━━━━━ Text section
All of lore.kernel.org
 help / color / mirror / Atom feed
From: Alex Williamson <alex.williamson@redhat.com>
To: "Michael S. Tsirkin" <mst@redhat.com>
Cc: qemu-devel@nongnu.org, kvm@vger.kernel.org, cam@cs.ualberta.ca,
	quintela@redhat.com, anthony@codemonkey.ws
Subject: Re: [PATCH 0/6] Save state error handling (kill off no_migrate)
Date: Tue, 09 Nov 2010 08:47:00 -0700	[thread overview]
Message-ID: <1289317620.14321.19.camel@x201> (raw)
In-Reply-To: <20101109154217.GA26326@redhat.com>

On Tue, 2010-11-09 at 17:42 +0200, Michael S. Tsirkin wrote:
> On Tue, Nov 09, 2010 at 08:34:54AM -0700, Alex Williamson wrote:
> > On Tue, 2010-11-09 at 17:07 +0200, Michael S. Tsirkin wrote:
> > > On Tue, Nov 09, 2010 at 07:58:23AM -0700, Alex Williamson wrote:
> > > > On Tue, 2010-11-09 at 14:00 +0200, Michael S. Tsirkin wrote:
> > > > > On Mon, Nov 08, 2010 at 02:23:37PM -0700, Alex Williamson wrote:
> > > > > > On Mon, 2010-11-08 at 22:59 +0200, Michael S. Tsirkin wrote:
> > > > > > > On Mon, Nov 08, 2010 at 10:20:46AM -0700, Alex Williamson wrote:
> > > > > > > > On Mon, 2010-11-08 at 18:54 +0200, Michael S. Tsirkin wrote:
> > > > > > > > > On Mon, Nov 08, 2010 at 07:59:57AM -0700, Alex Williamson wrote:
> > > > > > > > > > On Mon, 2010-11-08 at 13:40 +0200, Michael S. Tsirkin wrote:
> > > > > > > > > > > On Wed, Oct 06, 2010 at 02:58:57PM -0600, Alex Williamson wrote:
> > > > > > > > > > > > Our code paths for saving or migrating a VM are full of functions that
> > > > > > > > > > > > return void, leaving no opportunity for a device to cancel a migration,
> > > > > > > > > > > > either from error or incompatibility.  The ivshmem driver attempted to
> > > > > > > > > > > > solve this with a no_migrate flag on the save state entry.  I think the
> > > > > > > > > > > > more generic and flexible way to solve this is to allow driver save
> > > > > > > > > > > > functions to fail.  This series implements that and converts ivshmem
> > > > > > > > > > > > to uses a set_params function to NAK migration much earlier in the
> > > > > > > > > > > > processes.  This touches a lot of files, but bulk of those changes are
> > > > > > > > > > > > simply s/void/int/ and tacking a "return 0" to the end of functions.
━━━━━━━━━━
━━━━━ Data excerpts
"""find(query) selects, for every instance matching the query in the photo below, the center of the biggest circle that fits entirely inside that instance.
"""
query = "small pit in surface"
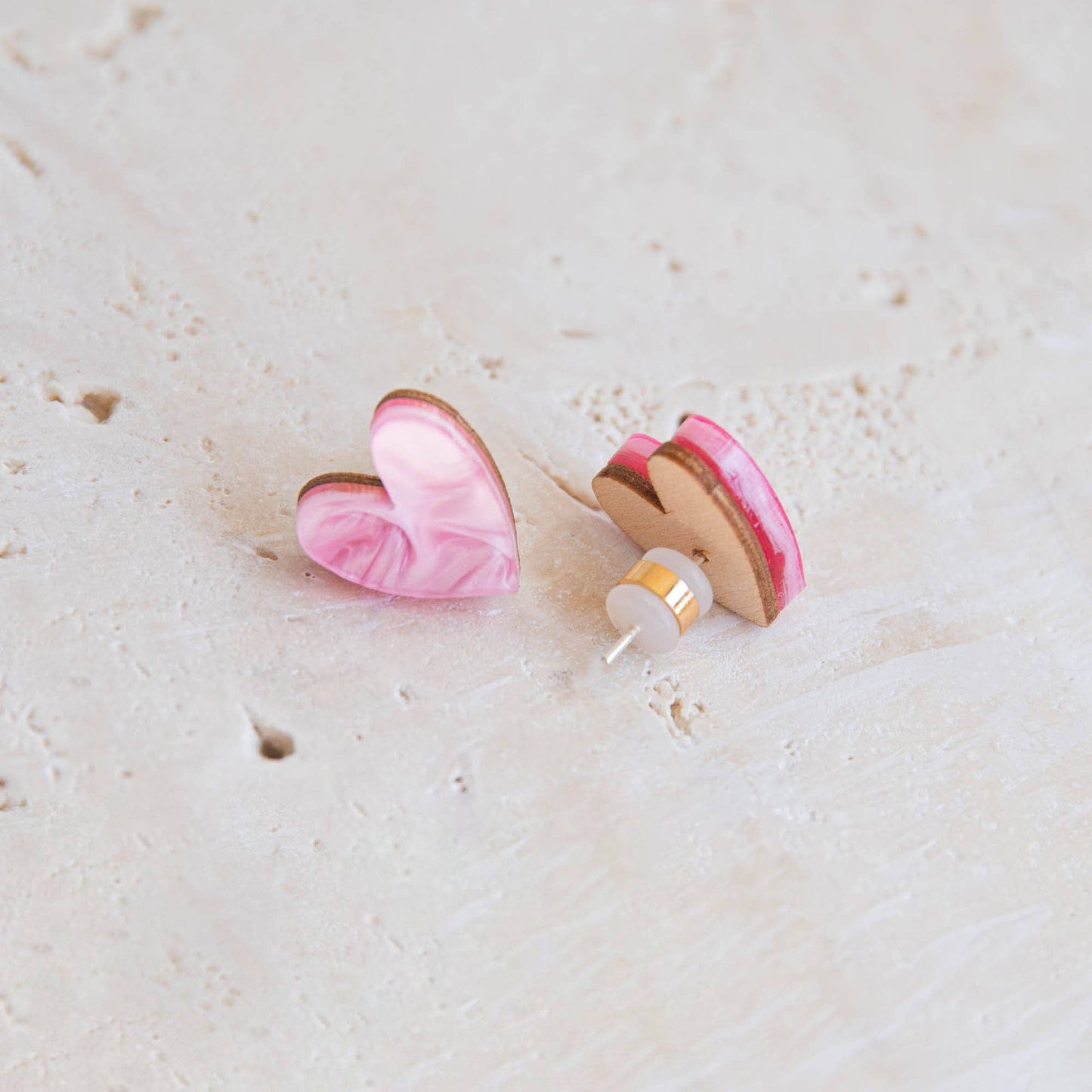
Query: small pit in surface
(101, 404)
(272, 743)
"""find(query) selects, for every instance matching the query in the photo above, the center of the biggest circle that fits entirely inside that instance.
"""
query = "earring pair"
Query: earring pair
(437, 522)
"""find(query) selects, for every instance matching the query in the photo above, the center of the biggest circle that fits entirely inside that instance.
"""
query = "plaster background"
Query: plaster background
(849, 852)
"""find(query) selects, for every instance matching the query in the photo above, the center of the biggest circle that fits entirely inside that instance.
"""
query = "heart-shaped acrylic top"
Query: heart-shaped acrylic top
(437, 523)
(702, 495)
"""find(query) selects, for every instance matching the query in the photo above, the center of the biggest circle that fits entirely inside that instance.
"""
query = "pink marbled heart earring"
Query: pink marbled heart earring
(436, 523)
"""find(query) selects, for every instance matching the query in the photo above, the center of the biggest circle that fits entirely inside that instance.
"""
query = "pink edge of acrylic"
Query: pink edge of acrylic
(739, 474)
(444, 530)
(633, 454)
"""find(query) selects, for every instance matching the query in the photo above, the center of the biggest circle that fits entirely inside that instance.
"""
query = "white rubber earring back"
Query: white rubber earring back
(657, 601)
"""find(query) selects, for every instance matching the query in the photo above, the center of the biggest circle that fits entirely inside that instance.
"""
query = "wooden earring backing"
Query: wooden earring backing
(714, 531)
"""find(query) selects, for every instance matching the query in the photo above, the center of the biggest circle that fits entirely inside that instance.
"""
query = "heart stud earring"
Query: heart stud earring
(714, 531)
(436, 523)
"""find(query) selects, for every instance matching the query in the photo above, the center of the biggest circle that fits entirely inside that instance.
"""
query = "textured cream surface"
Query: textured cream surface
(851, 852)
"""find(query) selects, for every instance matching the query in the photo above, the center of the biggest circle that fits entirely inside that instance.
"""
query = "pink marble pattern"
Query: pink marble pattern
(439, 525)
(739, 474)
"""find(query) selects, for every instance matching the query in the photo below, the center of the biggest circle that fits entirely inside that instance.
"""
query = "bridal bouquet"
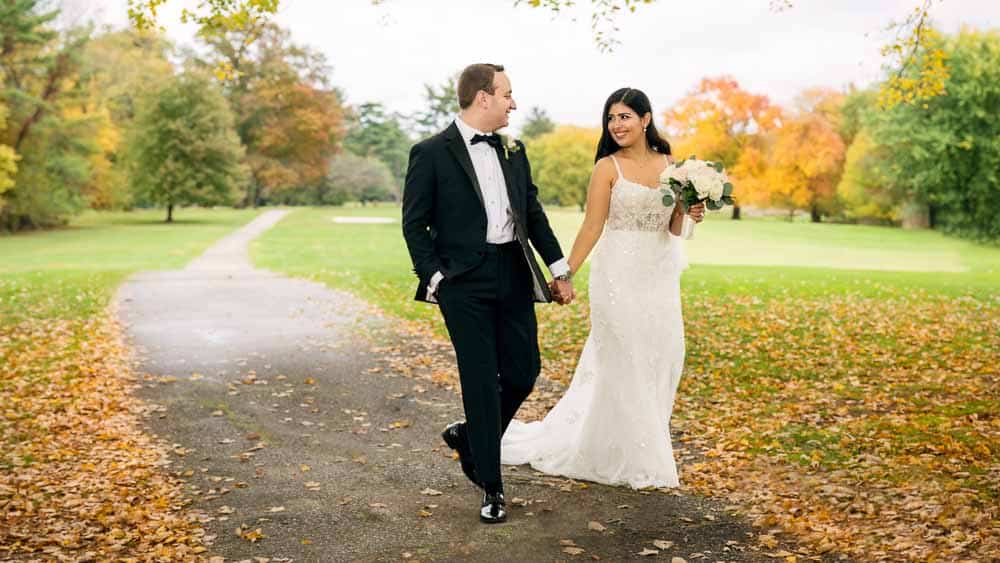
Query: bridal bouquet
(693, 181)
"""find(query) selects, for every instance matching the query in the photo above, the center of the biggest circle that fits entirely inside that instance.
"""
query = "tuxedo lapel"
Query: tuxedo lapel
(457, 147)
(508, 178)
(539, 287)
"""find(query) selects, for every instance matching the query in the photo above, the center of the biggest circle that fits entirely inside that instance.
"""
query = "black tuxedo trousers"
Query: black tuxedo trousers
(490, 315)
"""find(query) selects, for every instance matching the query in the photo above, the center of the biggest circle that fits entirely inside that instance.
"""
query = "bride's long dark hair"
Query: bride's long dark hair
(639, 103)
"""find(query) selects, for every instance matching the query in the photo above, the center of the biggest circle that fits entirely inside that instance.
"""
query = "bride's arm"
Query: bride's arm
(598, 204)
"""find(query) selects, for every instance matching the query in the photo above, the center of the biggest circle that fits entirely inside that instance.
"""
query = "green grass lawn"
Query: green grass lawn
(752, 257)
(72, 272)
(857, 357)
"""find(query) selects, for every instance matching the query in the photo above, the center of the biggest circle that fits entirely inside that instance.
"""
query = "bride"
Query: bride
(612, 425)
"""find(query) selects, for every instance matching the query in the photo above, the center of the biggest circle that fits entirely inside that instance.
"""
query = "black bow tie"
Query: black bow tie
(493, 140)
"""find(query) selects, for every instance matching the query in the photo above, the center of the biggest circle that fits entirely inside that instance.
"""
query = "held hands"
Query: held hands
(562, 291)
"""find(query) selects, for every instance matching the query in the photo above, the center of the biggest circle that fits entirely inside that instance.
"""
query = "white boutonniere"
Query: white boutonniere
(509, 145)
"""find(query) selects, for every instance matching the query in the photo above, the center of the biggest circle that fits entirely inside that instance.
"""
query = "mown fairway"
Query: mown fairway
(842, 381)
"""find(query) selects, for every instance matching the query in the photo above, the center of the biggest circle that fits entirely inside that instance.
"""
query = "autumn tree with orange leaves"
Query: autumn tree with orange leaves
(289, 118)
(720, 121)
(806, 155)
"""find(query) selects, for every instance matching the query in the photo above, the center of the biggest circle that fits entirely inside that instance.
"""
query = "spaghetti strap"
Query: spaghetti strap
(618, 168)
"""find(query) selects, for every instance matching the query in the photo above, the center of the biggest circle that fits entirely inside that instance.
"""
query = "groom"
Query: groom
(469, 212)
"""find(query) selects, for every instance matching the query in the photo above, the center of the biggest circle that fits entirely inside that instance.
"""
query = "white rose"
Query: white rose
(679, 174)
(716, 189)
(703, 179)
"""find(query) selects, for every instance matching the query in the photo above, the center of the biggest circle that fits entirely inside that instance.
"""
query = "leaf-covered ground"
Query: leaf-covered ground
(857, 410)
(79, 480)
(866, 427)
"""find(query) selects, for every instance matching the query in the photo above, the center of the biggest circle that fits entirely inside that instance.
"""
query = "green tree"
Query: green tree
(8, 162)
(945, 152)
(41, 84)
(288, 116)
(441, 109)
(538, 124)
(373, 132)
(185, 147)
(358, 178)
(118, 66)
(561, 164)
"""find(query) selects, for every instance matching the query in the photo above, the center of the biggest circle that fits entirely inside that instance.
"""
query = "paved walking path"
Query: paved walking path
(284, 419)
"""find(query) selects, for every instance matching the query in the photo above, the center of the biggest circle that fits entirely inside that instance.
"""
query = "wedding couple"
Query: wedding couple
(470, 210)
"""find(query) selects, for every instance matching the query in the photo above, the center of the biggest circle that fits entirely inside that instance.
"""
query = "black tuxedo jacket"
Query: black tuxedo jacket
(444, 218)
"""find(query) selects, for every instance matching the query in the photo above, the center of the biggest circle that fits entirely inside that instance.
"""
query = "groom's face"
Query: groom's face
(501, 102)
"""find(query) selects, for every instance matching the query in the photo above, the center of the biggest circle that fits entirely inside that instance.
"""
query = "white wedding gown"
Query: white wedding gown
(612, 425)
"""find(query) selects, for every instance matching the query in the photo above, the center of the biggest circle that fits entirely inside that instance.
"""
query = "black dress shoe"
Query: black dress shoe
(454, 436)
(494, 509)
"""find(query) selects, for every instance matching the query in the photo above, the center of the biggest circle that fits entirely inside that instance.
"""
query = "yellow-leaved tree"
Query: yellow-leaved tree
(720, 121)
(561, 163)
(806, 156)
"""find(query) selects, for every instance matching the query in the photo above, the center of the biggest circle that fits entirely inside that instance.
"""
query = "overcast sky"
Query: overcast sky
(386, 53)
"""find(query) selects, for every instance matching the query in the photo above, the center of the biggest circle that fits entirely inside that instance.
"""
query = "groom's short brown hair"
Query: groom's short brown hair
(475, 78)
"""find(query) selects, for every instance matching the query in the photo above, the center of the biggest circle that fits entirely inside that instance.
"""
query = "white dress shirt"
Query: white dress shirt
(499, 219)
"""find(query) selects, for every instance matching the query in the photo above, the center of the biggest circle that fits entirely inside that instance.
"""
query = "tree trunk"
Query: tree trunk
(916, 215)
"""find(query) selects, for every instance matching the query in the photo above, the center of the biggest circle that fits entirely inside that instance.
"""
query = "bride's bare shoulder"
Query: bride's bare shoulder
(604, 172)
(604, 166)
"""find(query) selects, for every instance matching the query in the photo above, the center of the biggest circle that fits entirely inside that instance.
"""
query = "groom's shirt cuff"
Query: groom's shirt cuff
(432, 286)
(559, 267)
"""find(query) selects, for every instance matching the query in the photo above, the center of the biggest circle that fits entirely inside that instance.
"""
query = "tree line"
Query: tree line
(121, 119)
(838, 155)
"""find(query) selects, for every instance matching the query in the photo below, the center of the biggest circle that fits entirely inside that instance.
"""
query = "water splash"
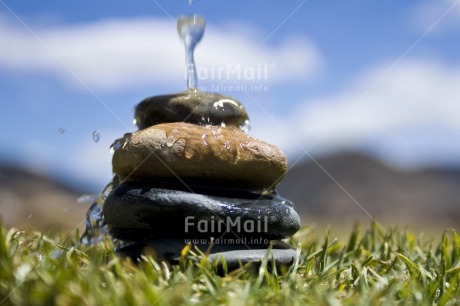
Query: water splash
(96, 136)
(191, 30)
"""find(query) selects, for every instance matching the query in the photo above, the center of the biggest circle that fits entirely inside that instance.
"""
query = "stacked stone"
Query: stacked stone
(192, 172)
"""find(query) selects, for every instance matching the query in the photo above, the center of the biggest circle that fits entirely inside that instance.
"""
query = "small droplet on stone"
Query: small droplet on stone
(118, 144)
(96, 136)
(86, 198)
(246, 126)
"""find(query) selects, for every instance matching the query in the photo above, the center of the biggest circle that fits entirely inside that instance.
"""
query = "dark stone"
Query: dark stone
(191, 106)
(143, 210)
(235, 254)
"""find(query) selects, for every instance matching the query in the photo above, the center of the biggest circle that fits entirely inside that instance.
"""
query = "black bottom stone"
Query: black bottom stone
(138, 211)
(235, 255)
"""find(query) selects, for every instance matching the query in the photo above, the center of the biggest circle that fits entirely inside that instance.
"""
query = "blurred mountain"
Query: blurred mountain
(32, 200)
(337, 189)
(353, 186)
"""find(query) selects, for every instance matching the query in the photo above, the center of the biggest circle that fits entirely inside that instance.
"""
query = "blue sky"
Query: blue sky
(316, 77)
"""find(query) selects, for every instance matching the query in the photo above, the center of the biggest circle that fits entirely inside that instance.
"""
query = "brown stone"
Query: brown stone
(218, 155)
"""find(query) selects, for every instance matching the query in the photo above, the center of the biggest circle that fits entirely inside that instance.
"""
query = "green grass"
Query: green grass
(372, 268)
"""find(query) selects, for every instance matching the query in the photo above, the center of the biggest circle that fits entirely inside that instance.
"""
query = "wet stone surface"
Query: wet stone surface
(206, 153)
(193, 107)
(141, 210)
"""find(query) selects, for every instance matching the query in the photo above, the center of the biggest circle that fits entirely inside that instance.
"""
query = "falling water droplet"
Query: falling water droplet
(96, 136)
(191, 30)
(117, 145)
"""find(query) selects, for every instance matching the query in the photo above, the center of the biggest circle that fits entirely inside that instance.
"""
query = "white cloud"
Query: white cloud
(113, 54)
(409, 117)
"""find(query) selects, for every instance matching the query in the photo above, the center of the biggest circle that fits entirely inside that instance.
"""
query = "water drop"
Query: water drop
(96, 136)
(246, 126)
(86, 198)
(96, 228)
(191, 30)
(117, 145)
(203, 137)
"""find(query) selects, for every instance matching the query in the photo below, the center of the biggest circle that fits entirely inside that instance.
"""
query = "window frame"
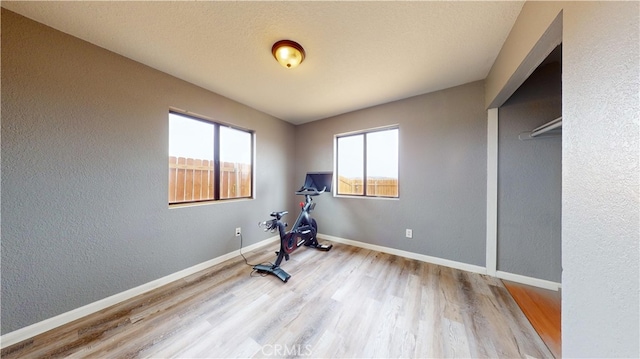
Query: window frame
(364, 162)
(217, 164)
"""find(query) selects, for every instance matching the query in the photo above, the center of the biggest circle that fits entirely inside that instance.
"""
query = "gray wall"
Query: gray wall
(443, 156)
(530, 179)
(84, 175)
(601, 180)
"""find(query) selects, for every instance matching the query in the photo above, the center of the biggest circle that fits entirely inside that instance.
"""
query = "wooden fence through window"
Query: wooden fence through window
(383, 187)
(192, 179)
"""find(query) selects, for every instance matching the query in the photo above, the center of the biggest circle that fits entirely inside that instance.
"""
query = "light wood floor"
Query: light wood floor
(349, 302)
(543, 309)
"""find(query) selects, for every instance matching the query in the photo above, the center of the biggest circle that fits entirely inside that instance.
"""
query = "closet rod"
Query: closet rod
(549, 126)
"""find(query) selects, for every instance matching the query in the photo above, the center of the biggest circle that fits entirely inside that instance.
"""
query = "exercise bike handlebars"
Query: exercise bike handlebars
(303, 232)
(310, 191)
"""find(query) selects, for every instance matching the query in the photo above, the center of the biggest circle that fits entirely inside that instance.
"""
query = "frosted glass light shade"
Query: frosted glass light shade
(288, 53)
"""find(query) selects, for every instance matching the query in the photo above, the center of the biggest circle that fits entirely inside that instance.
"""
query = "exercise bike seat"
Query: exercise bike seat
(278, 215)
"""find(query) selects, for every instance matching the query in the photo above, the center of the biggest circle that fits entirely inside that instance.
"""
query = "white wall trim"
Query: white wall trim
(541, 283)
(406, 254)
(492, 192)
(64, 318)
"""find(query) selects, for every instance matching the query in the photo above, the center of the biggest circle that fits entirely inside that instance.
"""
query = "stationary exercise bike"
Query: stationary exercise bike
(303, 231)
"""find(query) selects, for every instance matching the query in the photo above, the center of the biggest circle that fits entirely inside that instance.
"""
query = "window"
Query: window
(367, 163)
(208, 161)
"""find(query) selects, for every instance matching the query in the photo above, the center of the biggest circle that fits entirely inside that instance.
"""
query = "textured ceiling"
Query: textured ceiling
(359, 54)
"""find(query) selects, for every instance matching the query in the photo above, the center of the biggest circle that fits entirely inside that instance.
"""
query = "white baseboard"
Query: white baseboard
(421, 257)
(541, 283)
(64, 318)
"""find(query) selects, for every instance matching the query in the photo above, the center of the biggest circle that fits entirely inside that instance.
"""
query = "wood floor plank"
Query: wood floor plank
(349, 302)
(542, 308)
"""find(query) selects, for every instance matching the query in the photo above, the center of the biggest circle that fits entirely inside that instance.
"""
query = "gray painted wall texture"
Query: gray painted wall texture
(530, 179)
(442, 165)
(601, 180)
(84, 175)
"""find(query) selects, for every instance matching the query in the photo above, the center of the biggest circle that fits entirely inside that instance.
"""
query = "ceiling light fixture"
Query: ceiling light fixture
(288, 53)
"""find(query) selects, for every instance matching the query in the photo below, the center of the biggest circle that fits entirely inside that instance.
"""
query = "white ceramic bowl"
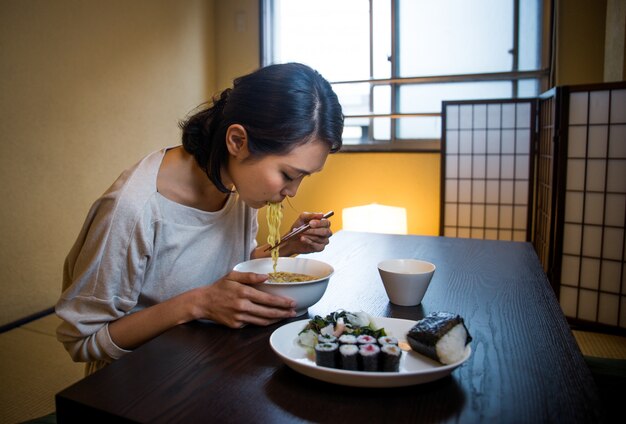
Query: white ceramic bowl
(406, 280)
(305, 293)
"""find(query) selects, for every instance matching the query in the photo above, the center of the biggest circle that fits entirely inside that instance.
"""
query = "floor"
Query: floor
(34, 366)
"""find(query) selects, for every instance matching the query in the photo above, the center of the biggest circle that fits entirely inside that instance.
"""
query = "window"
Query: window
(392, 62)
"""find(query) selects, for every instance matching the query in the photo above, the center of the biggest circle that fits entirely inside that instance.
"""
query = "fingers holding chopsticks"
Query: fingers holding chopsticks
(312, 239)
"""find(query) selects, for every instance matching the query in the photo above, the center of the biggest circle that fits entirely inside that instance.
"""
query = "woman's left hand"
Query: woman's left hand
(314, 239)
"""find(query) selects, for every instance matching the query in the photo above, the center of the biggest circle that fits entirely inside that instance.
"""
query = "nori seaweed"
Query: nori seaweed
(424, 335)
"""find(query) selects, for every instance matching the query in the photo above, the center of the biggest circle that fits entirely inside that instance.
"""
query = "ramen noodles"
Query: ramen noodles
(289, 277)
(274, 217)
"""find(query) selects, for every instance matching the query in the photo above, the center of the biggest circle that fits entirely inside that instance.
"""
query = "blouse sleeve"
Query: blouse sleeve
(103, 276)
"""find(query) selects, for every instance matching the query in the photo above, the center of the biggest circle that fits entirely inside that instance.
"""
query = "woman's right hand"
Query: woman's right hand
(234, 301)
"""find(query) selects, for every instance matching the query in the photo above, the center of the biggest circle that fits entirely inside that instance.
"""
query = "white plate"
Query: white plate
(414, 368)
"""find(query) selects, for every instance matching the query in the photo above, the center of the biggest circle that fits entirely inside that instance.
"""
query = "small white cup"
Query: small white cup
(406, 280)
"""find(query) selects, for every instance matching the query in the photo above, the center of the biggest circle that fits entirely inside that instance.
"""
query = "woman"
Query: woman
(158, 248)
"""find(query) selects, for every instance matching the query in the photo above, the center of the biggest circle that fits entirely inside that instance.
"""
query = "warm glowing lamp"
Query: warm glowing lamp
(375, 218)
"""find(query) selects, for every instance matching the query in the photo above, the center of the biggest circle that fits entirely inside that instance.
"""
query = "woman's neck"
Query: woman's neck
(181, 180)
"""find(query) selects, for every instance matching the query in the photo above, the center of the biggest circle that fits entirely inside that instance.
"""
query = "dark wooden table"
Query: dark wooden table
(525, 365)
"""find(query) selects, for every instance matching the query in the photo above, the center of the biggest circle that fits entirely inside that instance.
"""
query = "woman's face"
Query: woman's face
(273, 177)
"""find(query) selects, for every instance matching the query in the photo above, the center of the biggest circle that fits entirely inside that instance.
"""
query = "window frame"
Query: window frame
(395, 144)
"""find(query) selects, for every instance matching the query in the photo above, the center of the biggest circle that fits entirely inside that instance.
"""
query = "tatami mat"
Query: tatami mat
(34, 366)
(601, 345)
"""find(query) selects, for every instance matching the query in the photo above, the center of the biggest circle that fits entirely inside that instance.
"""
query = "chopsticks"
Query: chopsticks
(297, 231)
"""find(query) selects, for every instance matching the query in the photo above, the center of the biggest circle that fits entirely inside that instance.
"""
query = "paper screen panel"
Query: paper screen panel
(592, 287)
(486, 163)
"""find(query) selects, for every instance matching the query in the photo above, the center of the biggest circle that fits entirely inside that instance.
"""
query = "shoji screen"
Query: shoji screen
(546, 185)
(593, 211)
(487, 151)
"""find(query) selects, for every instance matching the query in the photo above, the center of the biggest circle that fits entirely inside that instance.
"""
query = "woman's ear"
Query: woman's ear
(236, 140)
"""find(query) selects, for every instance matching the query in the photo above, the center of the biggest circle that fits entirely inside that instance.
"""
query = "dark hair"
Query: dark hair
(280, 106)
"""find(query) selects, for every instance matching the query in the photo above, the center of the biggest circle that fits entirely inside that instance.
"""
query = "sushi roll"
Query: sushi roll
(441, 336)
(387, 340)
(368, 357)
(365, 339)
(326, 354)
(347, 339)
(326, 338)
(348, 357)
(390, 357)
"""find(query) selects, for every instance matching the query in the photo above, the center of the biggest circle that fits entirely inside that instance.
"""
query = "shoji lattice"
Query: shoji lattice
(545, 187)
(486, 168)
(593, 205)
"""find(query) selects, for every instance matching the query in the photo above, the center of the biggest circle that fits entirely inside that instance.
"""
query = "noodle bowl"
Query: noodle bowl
━━━━━━━━━━
» **Objective 1**: List every address in the Cc line of the mailing list message.
» **Objective 2**: According to the mailing list message, what did the ivshmem driver use to try to solve the problem of devices being unable to cancel a migration?
Answer from the mailing list message alone.

» **Task result 1**: qemu-devel@nongnu.org, kvm@vger.kernel.org, cam@cs.ualberta.ca, quintela@redhat.com, anthony@codemonkey.ws

» **Task result 2**: A no_migrate flag on the save state entry.